Give back the whole listing exactly as it is written.

=== Data to process ===

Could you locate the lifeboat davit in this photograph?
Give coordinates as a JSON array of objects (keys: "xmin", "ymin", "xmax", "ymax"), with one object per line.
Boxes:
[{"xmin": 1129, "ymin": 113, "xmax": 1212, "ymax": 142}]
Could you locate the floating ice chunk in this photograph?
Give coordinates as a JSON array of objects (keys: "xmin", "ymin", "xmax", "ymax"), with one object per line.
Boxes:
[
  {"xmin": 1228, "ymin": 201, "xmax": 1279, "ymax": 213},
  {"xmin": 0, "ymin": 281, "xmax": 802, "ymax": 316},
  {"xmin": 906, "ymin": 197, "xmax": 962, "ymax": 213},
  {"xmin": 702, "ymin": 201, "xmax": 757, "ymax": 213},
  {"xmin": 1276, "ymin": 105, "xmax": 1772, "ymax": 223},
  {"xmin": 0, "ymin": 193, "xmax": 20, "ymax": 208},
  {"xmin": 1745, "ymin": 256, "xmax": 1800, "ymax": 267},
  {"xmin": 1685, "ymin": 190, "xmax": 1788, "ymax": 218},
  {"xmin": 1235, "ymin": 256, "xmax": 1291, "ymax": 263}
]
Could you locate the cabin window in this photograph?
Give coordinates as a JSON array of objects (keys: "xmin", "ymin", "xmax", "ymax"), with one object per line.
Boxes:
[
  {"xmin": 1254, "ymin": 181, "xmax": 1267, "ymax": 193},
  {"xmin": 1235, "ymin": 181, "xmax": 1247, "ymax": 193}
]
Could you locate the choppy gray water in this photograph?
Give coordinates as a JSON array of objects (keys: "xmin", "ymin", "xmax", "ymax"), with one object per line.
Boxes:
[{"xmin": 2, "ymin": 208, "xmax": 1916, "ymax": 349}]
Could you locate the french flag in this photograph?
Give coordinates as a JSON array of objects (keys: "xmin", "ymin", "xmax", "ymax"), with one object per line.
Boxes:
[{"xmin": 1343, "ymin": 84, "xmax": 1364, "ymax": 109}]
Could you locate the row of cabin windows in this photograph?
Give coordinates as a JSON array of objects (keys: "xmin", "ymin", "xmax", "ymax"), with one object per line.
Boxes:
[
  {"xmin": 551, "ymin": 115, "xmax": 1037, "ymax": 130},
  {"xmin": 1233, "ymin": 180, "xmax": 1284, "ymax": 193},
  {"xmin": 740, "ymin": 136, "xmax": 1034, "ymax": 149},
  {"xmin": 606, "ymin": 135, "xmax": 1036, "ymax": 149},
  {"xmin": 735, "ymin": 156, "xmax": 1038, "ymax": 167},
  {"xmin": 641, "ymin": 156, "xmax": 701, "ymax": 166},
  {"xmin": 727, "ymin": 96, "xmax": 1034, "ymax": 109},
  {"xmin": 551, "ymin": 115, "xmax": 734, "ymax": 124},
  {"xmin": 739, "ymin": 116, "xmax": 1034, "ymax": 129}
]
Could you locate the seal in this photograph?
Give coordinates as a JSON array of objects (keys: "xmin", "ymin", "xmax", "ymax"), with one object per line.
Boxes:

===

> Result of the exercise:
Could you locate the lifeboat davit in this photograph?
Give coordinates as a JSON array of objects (keys: "xmin", "ymin", "xmax", "ymax"), with one object per line.
Boxes:
[{"xmin": 1129, "ymin": 113, "xmax": 1212, "ymax": 142}]
Could you locate the floating ice chunk in this photograph?
Give coordinates as a JSON array of objects (keys: "xmin", "ymin", "xmax", "ymax"), with one object per line.
Boxes:
[
  {"xmin": 1228, "ymin": 201, "xmax": 1279, "ymax": 213},
  {"xmin": 0, "ymin": 281, "xmax": 802, "ymax": 316},
  {"xmin": 906, "ymin": 197, "xmax": 962, "ymax": 213},
  {"xmin": 702, "ymin": 201, "xmax": 757, "ymax": 213},
  {"xmin": 1276, "ymin": 105, "xmax": 1772, "ymax": 223},
  {"xmin": 0, "ymin": 193, "xmax": 20, "ymax": 208},
  {"xmin": 1745, "ymin": 256, "xmax": 1800, "ymax": 267},
  {"xmin": 1685, "ymin": 190, "xmax": 1788, "ymax": 218},
  {"xmin": 1235, "ymin": 256, "xmax": 1291, "ymax": 263}
]
Could you locate the cabin window in this photograph?
Give coordinates as a JSON array of objects (keys: "xmin", "ymin", "xmax", "ymax"), with one object per line.
Boxes:
[
  {"xmin": 1254, "ymin": 181, "xmax": 1267, "ymax": 193},
  {"xmin": 1235, "ymin": 181, "xmax": 1247, "ymax": 193}
]
Could you locate the choppy gray water in this photograph?
Give coordinates as a JSON array of objects (keys: "xmin", "ymin", "xmax", "ymax"), with one object per line.
Boxes:
[{"xmin": 2, "ymin": 208, "xmax": 1916, "ymax": 349}]
Could you locate the french flag in this photograph?
Give coordinates as a JSON array of objects (keys: "xmin", "ymin", "xmax", "ymax"), with one object per line.
Boxes:
[{"xmin": 1343, "ymin": 84, "xmax": 1364, "ymax": 109}]
Could you locate the row of cabin windows in this photograph?
Give coordinates as a JSON array of objects (keys: "xmin", "ymin", "xmax", "ymax"), with one object per line.
Boxes:
[
  {"xmin": 551, "ymin": 115, "xmax": 1037, "ymax": 130},
  {"xmin": 1233, "ymin": 180, "xmax": 1284, "ymax": 193},
  {"xmin": 740, "ymin": 136, "xmax": 1034, "ymax": 149},
  {"xmin": 606, "ymin": 135, "xmax": 1036, "ymax": 149},
  {"xmin": 735, "ymin": 156, "xmax": 1038, "ymax": 167},
  {"xmin": 641, "ymin": 156, "xmax": 701, "ymax": 166},
  {"xmin": 727, "ymin": 96, "xmax": 1034, "ymax": 109},
  {"xmin": 551, "ymin": 115, "xmax": 734, "ymax": 124},
  {"xmin": 739, "ymin": 116, "xmax": 1034, "ymax": 129}
]
Could you locate the seal in this photograph?
Give coordinates as a JSON array of objects (keys: "xmin", "ymin", "xmax", "ymax"), with one object per line.
Boxes:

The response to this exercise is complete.